(RECORDS TO USE)
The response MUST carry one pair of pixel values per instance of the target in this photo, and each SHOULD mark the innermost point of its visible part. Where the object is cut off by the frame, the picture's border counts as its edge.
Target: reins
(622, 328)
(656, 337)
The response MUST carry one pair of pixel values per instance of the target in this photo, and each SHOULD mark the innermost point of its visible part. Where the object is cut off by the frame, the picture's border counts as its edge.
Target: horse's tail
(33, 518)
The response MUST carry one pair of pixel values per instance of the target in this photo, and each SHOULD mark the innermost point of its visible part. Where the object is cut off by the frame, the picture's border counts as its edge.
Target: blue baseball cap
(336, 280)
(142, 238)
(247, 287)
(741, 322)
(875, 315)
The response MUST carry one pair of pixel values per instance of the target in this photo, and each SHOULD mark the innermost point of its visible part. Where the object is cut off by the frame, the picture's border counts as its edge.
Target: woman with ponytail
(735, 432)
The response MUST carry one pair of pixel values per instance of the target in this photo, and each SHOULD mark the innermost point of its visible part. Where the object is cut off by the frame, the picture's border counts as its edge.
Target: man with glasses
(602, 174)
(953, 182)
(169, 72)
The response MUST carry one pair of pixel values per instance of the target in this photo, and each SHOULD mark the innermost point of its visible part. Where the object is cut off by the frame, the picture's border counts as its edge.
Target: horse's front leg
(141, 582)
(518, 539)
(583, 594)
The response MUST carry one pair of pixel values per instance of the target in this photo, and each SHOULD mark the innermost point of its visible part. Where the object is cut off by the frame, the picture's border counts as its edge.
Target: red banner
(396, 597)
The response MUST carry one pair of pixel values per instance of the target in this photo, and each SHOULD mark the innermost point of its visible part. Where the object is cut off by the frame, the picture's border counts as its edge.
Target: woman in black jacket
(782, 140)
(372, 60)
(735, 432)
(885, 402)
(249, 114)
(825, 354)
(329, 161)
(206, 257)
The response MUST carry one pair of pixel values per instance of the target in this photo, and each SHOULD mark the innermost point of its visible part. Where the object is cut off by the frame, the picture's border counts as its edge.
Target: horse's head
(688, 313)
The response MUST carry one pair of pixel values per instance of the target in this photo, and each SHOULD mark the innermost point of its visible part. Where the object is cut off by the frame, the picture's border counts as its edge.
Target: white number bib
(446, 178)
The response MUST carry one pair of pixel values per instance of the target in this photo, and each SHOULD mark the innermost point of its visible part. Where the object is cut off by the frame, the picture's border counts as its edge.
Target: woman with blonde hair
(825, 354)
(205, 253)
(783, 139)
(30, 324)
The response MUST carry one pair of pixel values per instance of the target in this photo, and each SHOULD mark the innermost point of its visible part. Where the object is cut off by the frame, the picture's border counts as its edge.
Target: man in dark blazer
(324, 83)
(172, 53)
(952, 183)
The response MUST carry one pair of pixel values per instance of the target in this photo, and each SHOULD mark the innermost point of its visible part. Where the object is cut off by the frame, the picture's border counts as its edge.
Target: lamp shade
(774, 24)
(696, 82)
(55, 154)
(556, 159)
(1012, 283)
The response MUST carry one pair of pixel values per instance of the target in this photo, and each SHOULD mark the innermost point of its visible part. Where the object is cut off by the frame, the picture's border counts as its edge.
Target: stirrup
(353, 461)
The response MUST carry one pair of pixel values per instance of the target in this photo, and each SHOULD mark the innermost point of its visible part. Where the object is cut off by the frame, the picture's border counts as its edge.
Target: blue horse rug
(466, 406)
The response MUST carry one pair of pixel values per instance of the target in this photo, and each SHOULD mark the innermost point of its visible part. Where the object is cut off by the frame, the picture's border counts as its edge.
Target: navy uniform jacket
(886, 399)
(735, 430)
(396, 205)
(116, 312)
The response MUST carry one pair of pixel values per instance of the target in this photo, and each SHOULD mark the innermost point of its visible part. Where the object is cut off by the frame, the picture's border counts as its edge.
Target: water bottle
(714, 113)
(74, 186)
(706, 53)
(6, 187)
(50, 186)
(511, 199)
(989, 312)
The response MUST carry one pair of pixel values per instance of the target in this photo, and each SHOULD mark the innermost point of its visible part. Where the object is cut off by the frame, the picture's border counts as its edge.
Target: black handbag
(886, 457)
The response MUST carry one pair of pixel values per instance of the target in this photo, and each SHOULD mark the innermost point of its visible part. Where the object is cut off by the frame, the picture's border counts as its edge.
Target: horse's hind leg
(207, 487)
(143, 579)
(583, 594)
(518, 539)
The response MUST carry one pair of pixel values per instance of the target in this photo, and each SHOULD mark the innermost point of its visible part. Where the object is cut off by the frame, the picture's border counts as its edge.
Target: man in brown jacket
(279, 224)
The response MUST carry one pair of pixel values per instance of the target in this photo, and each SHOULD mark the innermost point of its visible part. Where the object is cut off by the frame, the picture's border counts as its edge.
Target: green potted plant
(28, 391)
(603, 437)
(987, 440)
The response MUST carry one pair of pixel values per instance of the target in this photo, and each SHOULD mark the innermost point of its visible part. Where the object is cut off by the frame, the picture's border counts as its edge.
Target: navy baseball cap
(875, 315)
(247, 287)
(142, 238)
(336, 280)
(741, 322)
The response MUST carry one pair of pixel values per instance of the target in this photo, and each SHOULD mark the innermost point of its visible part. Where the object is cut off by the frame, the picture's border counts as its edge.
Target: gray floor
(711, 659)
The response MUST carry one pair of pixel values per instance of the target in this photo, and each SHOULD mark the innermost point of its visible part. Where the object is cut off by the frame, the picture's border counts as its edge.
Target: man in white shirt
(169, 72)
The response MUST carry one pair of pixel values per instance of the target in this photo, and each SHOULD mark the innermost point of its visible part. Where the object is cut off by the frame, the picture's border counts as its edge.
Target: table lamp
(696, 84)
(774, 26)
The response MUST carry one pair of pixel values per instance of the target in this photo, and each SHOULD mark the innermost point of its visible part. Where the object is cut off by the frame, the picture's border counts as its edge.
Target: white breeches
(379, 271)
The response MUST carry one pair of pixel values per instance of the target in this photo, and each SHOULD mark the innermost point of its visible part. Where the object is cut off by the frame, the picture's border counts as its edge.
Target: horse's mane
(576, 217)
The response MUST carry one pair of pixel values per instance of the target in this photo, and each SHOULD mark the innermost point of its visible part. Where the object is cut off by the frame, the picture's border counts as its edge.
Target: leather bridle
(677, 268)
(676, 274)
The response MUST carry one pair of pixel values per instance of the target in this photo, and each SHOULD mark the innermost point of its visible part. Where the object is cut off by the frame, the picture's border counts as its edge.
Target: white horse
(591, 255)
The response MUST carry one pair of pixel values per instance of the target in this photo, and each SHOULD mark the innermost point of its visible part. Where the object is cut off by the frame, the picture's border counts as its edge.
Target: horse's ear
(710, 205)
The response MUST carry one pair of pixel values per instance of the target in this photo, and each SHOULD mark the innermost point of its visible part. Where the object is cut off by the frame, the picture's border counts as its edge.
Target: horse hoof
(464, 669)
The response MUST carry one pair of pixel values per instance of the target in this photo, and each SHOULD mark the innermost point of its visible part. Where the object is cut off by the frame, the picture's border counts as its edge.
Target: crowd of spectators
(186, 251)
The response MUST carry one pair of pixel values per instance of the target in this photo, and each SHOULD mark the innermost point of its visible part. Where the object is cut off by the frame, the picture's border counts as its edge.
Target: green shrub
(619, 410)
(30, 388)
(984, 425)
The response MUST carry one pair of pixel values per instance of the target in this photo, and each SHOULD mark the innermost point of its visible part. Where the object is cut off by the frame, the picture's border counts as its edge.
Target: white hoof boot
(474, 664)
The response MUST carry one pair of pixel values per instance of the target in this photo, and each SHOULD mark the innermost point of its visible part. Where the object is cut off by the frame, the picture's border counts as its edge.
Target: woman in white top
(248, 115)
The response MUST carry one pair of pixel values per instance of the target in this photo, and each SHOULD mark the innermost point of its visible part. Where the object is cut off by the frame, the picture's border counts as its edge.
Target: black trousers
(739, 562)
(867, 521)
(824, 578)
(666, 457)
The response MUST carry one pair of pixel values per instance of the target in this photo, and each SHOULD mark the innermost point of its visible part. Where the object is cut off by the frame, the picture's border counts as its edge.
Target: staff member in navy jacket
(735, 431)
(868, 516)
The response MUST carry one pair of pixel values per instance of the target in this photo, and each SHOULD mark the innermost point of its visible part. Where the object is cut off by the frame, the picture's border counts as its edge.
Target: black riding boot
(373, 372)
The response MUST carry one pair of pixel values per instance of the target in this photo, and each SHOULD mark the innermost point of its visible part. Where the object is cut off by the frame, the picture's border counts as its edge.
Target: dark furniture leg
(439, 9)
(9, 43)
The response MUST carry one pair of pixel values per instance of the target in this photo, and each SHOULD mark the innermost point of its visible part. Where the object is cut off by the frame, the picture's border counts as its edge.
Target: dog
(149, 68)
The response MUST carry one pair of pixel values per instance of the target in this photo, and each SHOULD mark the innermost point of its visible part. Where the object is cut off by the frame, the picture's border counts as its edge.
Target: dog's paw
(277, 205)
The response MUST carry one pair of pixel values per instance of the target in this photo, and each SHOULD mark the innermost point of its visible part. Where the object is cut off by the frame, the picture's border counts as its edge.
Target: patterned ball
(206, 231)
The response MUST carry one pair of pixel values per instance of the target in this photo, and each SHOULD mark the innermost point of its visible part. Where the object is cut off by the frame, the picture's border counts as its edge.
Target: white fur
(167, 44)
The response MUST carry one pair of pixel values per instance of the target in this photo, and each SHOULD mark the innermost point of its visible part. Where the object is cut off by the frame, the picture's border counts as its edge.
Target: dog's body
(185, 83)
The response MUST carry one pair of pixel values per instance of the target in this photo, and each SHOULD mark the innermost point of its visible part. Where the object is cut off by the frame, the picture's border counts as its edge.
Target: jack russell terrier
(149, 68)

(YOUR INSTRUCTIONS) Once the line with "Target: black riding boot" is found, transcribe it and each line after it through the final line of the entries, exactly and only.

(TASK OUTPUT)
Target: black riding boot
(373, 372)
The response MUST carry one pair of pixel values per instance of the target in this photo, and each SHOULD mark the innermost point of its visible part. Where the object is cut off by the frame, the picture's border counts as its edge.
Target: dark furniture leg
(439, 9)
(9, 43)
The response MUST carry one pair of pixel values per instance of the target in this photo, and each SHOULD mark the innermost point of its visible part. Where the object is cut off by the frame, the picture's border counts as its edge.
Target: dog
(149, 68)
The response MUST carry one pair of pixel values per instance of the target in this photo, and each SHOULD mark the innermost point of its visible part. Where the object is cut off by the frame, the picture's border counts as its edge.
Target: dog's paw
(277, 205)
The response MUST carry one pair of pixel values per instance of the target in this photo, and each SHOULD mark the innermost point of its visible part. Where the object is cut off by the frame, the picture's border counts as its edge.
Target: patterned ball
(206, 231)
The response MUST carry one pair of pixel values per instance of the target in this photo, and each SHOULD mark the innermost point of its visible part. Where the object is cut off by the frame, the picture's border counts as its edge.
Target: white fur
(167, 44)
The response MUST carry one pair of pixel values per instance of the target in this photo, and each SHOULD mark the innermost point of its visible part. Where the object is cut off by the frame, the picture's border counts as its edge.
Target: dog's body
(185, 83)
The response MUST carry one pair of pixel values per instance of the target in this photo, and each SHOULD mark the innermost point of its visible part. Where the object is cut off by the frame, the picture's border counts as its edge.
Target: jack russell terrier
(149, 68)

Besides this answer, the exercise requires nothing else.